--- START OF Record excerpts ---

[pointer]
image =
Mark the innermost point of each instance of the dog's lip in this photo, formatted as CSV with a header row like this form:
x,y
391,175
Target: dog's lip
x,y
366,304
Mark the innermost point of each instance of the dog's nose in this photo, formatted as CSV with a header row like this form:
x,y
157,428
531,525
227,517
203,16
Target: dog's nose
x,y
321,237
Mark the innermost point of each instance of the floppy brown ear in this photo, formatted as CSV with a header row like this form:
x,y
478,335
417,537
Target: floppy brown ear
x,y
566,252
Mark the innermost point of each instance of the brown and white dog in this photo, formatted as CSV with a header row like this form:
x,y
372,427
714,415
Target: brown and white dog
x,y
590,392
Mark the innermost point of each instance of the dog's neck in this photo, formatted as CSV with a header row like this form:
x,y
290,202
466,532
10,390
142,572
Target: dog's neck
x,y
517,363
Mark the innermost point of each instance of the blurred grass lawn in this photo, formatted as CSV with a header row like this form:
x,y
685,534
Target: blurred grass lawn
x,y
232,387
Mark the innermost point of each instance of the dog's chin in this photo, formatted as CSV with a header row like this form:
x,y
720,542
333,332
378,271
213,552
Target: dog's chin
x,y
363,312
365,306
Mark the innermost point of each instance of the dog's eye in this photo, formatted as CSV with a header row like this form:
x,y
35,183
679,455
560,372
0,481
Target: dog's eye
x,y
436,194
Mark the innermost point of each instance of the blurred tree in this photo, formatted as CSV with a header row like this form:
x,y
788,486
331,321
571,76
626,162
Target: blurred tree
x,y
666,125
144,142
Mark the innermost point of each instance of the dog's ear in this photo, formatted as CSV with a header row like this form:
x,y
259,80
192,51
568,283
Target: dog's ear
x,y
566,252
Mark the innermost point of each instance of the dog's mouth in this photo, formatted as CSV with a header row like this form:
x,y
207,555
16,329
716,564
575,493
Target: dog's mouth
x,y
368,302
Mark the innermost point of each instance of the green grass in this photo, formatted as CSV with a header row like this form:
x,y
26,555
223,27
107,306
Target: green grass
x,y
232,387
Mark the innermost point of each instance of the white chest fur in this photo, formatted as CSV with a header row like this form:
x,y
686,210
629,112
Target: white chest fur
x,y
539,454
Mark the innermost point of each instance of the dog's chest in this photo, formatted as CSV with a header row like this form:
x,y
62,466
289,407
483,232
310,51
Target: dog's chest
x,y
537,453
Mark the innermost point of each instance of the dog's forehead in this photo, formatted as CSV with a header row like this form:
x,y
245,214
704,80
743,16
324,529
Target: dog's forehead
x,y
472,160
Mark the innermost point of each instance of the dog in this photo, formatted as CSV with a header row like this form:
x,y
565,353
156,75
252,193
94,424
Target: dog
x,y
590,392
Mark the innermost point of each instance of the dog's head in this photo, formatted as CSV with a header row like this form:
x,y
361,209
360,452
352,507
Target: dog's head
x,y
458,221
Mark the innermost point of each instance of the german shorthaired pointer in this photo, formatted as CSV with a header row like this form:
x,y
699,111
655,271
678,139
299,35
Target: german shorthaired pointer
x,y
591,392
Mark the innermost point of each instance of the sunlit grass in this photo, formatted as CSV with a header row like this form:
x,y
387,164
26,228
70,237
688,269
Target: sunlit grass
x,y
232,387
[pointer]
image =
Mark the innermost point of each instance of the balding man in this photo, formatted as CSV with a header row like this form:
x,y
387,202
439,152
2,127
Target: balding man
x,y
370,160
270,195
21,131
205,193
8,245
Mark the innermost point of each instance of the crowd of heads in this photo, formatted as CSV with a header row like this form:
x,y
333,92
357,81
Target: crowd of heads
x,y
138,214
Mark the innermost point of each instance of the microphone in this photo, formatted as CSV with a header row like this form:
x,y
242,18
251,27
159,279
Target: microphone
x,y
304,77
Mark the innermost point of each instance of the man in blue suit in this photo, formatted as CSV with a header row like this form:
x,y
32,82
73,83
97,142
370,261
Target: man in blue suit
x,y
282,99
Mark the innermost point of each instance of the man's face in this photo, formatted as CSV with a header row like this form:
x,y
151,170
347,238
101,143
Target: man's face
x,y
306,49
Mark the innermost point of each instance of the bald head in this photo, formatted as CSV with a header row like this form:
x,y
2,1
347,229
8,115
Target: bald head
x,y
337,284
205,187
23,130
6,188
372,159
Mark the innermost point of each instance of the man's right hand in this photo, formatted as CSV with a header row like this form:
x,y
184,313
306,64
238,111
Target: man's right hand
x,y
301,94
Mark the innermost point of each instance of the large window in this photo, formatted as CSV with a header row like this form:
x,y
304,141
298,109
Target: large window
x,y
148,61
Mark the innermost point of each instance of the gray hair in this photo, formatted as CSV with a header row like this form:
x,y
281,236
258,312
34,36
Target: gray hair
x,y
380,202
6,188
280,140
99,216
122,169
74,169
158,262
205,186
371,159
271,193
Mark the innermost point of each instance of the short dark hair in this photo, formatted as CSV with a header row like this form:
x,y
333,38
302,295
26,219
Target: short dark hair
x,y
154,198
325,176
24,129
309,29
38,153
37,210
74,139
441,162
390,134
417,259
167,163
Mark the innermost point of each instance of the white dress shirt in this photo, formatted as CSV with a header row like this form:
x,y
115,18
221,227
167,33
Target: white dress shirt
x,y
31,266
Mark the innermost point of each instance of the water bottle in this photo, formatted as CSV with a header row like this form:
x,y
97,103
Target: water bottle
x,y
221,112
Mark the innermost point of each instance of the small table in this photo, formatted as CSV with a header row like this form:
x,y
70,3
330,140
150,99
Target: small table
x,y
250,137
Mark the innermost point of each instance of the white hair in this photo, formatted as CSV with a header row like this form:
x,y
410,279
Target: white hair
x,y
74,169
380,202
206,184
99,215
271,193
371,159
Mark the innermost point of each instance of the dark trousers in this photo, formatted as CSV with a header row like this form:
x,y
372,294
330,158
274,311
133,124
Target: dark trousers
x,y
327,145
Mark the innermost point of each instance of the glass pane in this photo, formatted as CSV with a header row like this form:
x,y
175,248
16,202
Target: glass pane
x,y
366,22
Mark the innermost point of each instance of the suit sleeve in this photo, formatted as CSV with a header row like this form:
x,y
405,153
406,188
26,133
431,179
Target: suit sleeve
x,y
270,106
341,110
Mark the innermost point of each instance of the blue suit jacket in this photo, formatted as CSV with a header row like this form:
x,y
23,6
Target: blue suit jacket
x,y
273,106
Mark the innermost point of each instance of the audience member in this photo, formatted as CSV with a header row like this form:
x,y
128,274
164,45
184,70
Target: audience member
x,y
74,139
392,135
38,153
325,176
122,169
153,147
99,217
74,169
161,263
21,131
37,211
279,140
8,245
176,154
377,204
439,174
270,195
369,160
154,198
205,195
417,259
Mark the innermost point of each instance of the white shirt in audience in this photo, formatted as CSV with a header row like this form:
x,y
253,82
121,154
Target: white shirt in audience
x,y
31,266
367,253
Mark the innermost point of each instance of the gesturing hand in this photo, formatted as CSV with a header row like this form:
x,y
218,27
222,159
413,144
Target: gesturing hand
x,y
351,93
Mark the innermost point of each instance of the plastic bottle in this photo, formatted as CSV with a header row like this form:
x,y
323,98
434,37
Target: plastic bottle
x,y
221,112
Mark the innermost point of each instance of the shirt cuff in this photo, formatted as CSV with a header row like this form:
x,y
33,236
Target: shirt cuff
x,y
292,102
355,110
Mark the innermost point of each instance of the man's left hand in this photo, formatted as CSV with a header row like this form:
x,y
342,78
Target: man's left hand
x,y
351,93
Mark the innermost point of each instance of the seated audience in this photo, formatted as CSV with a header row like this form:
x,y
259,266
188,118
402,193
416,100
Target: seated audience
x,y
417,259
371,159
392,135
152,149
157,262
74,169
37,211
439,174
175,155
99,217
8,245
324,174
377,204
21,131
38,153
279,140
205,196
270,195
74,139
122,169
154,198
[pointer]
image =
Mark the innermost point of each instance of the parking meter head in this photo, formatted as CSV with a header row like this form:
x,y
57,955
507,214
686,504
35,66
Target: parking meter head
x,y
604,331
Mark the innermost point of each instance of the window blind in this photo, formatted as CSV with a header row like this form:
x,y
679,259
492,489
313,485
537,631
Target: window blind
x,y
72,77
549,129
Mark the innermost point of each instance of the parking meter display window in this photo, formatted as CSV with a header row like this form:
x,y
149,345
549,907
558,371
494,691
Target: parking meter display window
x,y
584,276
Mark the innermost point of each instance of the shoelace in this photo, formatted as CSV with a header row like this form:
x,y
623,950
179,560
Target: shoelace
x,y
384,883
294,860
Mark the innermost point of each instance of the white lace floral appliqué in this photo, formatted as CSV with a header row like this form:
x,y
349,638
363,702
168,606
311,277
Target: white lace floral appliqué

--- END OF Record excerpts ---

Task description: What needs duplicating is the run of lines from the one containing "Mark the innermost point of each instance of the window" through the last line of the entries above, exact and complete.

Solution to this exercise:
Mark the innermost point of each instance of the window blind in this photo, formatted as CSV with a header row like this form:
x,y
679,259
492,489
313,485
537,631
Target: window blind
x,y
72,77
549,129
Mark the innermost point of each instance of the parking meter display window in this photo, formatted as CSV with a header row like this form:
x,y
149,345
549,907
558,371
494,691
Target: parking meter display window
x,y
584,276
Mark the innermost point of each instance of the shoelace in this photo, formatted as CSV with a header row like this form:
x,y
623,950
179,560
Target: shoelace
x,y
384,883
294,860
Mark the innermost point of each instance of the white lace floral appliqué in this photo, formatted as CSV with a header row like this form:
x,y
349,638
363,702
168,606
311,277
Target: white lace floral appliqué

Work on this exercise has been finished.